╭─ Provided text
Remove adjacent duplicates in linked list in C

Question

As the title mentioned, I have to remove adjacent duplicates in linked list such that if input is 'google', output should be 'le'. I'm supposed to code it in C. I've written 70% of the code, except that I don't know how to continuously loop till all adjacent duplicates are removed. I'm removing adjacent duplicates in remove_adjacent_duplicates() function, and since I don't know how to put terminating condition in loop, I've merely used if-else loop. But my code in remove_adjacent_duplicates() function might contain mistakes, so please rectify it if any and please give solution to looping till all adjacent duplicates are removed. Here's my code-

#include <stdio.h>
#include <stdlib.h>
#include <string.h>

struct node //node creation
{
  char data;
  struct node *next;
};

void remove_adjacent_duplicates(struct node** head_ref)
{
    struct node* current = *head_ref; 
    struct node* cnext = NULL; //the one next to current one
    int flag=0;
    
    cnext = current->next; //storing next
    //printf("%c %c %d\n",current->data,cnext->data,flag);
    
    if(cnext->data==current->data)
        {
            flag=1;
            while(cnext->data==current->data)
            {
                cnext=cnext->next;
            }
            current=cnext;
            cnext = current->next; //storing next

        }
        
    else
        {
            current=current->next;
            cnext = current->next; //storing next
            
        }
    //printf("%c %c %d\n",current->data,cnext->data,flag);
    if(flag) *head_ref = current;
    
}

void push(struct node** head_ref, char new_data)
{
    struct node* new_node = (struct node*)malloc(sizeof(struct node));
    new_node->data = new_data;
    new_node->next = *head_ref;
    *head_ref = new_node;
}


void printList(struct node* head)
{
    if (head == NULL)
    {
        printf("NULL\n\n");
        return;
    }
    
    printf("%c->",head->data);
    printList(head->next);
}

int main()
{
    char s[100];
    int i;
    struct node* a = NULL;
    
    printf("Enter string: ");
    scanf("%s",s);
    
    for(i=strlen(s)-1;i>-1;i--){
        push(&a, s[i]); //last in first out, so in reverse g is last but first to come out
    }

    printf("\nConverting string to linked list: \n");
    printList(a);

    
    //printf("%c",current->data); prints first letter of a 
    remove_adjacent_duplicates(&a);
    
    printList(a);


    return 0;
}

Answer 1

A few issues ...

1. The first element of list (e.g. head) can never be a duplicate
2. The code leaks memory when removing a dup because it doesn't do free
3. The code only removes the first element.
4. The code uses next, cur, but not previous, so the algorithm needs refactoring.
5. Casting the return of malloc is bad. See: Do I cast the result of malloc?
6. scanf is problematic. %s can overrun the end of the array. Better to use (e.g.) %99s [or better yet: fgets].

---

Here is the refactored code:

#include <stdio.h>
#include <stdlib.h>
#include <string.h>

// node definition
struct node {
    char data;
    struct node *next;
};

void
remove_adjacent_duplicates(struct node **head_ref)
╰─
# Exercises to complete
a - Condense the paragraph of the thread that begins "As the title mentioned" into a short bulleted list that keeps its main facts.
b - Write out the portion of the thread from "void push(struct node**" up to and including "printList(struct node* head)".
This data has nothing to do with the thread above.
╭─ Entries shown
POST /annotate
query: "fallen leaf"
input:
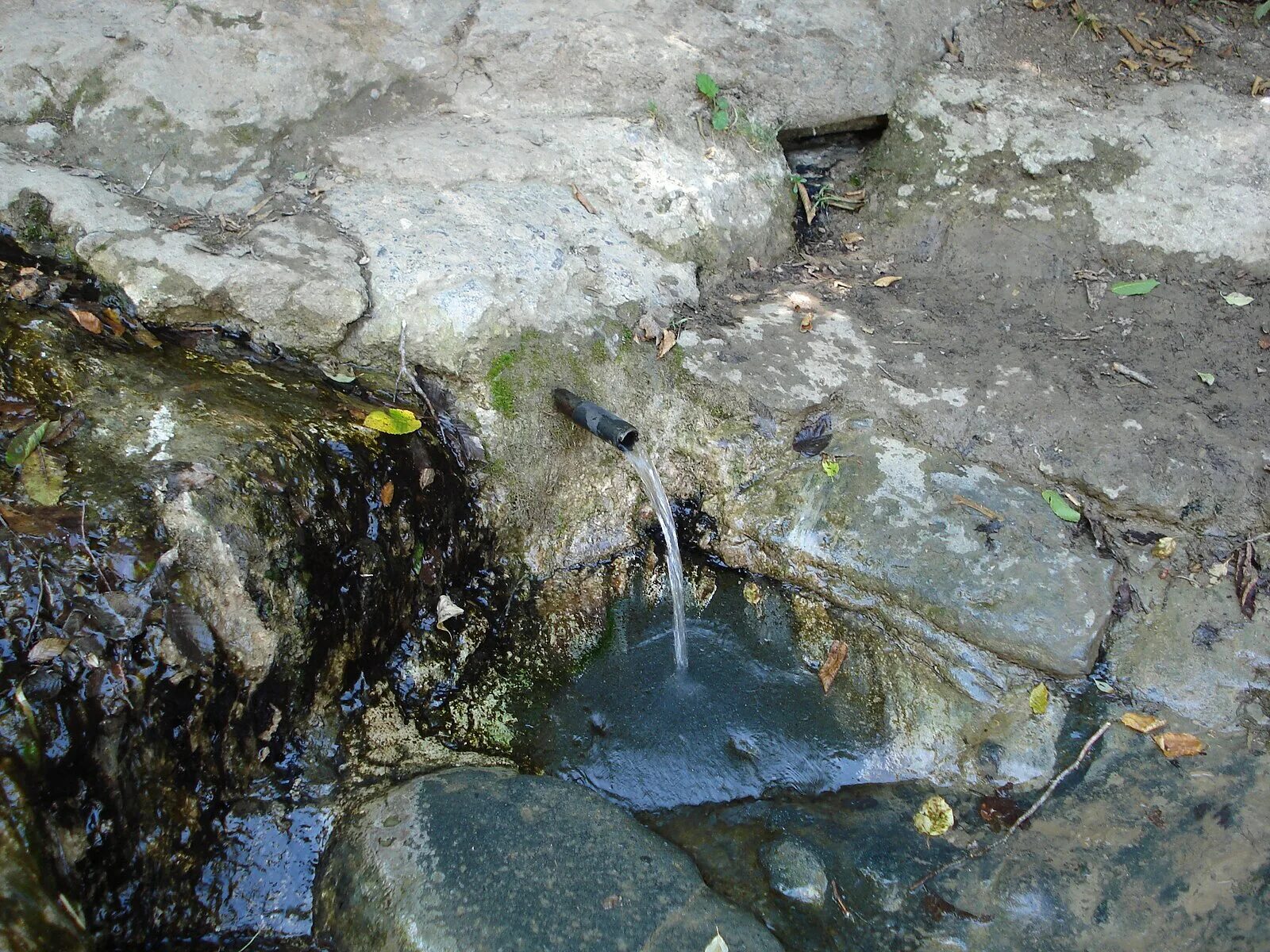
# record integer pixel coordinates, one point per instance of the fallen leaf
(833, 659)
(1038, 700)
(1179, 744)
(667, 342)
(111, 319)
(446, 609)
(1248, 579)
(44, 478)
(814, 437)
(25, 442)
(46, 651)
(1141, 723)
(393, 422)
(933, 818)
(25, 290)
(1060, 508)
(808, 209)
(88, 321)
(64, 429)
(582, 200)
(1130, 289)
(1000, 812)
╰─
# The results
a -
- The goal is to remove adjacent duplicates from a linked list in C, so that the input 'google' produces the output 'le'.
- About 70% of the code is written, but the poster doesn't know how to keep looping until all adjacent duplicates are removed.
- The removal happens in the remove_adjacent_duplicates() function. Without a terminating condition for a loop, it uses only an if-else.
- The poster asks for any mistakes in that function to be corrected and for a way to loop until every adjacent duplicate is gone.

b -
void push(struct node** head_ref, char new_data)
{
    struct node* new_node = (struct node*)malloc(sizeof(struct node));
    new_node->data = new_data;
    new_node->next = *head_ref;
    *head_ref = new_node;
}


void printList(struct node* head)